INPUT RECORDS:
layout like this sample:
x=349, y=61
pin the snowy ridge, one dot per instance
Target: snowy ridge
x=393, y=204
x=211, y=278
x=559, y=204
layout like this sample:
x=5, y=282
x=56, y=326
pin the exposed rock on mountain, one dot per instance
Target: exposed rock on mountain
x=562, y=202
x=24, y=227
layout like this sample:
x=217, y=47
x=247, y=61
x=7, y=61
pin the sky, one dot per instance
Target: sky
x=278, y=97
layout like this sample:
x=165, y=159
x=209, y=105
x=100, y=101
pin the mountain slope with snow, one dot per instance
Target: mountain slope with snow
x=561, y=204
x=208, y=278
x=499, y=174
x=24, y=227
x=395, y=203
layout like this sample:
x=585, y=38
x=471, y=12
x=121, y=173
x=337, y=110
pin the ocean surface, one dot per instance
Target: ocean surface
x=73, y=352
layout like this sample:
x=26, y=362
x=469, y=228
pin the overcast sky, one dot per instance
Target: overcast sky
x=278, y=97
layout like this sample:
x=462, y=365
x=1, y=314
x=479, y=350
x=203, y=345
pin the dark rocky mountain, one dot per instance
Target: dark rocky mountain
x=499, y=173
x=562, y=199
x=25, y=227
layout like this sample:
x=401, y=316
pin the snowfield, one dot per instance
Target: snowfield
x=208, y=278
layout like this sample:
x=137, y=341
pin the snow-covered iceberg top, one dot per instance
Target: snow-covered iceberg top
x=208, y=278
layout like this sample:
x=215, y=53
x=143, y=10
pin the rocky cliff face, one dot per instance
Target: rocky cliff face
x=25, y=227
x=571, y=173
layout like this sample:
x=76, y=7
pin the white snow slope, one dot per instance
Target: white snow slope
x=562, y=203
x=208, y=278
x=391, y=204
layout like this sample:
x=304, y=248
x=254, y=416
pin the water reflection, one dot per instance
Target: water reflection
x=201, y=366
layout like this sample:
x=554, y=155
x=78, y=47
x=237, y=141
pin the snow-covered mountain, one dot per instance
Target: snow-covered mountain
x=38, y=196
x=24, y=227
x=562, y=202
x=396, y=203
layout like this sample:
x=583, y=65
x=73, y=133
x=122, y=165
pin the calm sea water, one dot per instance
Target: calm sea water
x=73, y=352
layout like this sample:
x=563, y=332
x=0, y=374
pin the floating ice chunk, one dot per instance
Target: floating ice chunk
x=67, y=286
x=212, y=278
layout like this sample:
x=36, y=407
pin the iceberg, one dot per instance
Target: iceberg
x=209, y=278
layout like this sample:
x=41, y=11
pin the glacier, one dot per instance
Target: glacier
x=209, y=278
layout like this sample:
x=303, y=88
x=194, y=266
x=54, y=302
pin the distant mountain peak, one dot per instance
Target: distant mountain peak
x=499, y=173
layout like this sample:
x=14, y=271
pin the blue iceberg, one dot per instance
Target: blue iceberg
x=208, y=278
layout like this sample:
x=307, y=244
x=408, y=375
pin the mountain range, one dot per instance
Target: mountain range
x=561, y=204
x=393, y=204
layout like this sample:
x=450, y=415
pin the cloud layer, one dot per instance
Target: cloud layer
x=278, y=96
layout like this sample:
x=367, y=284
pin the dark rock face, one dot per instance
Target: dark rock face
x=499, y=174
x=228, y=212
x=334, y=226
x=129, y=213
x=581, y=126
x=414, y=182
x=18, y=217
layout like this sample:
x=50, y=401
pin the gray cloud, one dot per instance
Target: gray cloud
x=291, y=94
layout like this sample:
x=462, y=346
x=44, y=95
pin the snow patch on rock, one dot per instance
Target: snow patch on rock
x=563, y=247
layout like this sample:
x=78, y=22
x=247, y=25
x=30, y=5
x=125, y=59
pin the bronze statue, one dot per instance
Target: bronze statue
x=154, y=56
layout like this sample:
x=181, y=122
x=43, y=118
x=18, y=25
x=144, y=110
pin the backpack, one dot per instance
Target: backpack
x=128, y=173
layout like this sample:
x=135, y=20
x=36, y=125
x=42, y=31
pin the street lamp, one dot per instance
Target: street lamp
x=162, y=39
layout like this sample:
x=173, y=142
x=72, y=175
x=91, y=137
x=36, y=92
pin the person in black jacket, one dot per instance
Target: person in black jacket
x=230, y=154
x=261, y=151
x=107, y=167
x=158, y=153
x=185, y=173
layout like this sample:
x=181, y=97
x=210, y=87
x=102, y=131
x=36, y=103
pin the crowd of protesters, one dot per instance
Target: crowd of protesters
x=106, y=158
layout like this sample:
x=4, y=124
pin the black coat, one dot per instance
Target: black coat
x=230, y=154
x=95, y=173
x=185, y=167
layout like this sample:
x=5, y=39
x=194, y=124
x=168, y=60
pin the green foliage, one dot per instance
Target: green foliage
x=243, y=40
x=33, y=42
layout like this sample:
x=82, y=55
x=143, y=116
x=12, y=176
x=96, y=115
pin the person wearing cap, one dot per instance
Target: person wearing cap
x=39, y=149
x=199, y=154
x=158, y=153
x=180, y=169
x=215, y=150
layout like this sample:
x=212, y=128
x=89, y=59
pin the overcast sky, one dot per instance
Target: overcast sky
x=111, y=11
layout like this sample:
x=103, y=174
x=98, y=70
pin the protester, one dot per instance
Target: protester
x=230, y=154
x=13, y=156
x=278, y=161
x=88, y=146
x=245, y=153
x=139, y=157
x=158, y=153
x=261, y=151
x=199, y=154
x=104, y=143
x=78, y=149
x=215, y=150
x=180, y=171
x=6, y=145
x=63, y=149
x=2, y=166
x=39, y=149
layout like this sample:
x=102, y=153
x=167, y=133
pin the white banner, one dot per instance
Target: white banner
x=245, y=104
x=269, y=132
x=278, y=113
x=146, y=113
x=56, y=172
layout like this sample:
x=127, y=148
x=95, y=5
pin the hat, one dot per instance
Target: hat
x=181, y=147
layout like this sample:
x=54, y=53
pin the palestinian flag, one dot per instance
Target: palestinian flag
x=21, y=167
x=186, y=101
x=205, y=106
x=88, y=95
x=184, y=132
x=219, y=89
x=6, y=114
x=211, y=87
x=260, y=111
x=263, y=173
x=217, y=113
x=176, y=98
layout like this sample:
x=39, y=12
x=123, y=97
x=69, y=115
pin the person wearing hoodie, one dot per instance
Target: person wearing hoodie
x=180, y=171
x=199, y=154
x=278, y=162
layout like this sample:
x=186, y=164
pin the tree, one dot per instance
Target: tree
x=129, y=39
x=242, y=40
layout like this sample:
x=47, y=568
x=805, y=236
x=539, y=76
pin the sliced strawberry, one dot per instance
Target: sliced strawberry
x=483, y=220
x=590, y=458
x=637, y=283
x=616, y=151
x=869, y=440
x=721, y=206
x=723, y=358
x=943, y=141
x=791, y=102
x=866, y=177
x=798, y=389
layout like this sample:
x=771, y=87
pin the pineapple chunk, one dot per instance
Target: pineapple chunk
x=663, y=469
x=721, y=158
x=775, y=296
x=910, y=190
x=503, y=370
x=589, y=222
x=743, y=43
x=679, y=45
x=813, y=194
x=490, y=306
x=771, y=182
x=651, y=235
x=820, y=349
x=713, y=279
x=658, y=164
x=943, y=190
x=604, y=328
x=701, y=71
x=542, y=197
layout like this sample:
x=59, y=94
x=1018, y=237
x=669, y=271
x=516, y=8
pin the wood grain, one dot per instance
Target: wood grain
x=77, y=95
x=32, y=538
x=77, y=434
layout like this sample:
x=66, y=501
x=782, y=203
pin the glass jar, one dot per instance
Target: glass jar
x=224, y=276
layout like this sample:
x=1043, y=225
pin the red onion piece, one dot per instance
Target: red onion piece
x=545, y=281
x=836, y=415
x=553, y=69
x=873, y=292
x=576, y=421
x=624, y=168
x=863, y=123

DIRECTIONS FOR THIS TASK: Determine how many lines in the data above contain the string "glacier", matching case exactly, and reply with that number alone.

RESPONSE TO THIS TASK: 2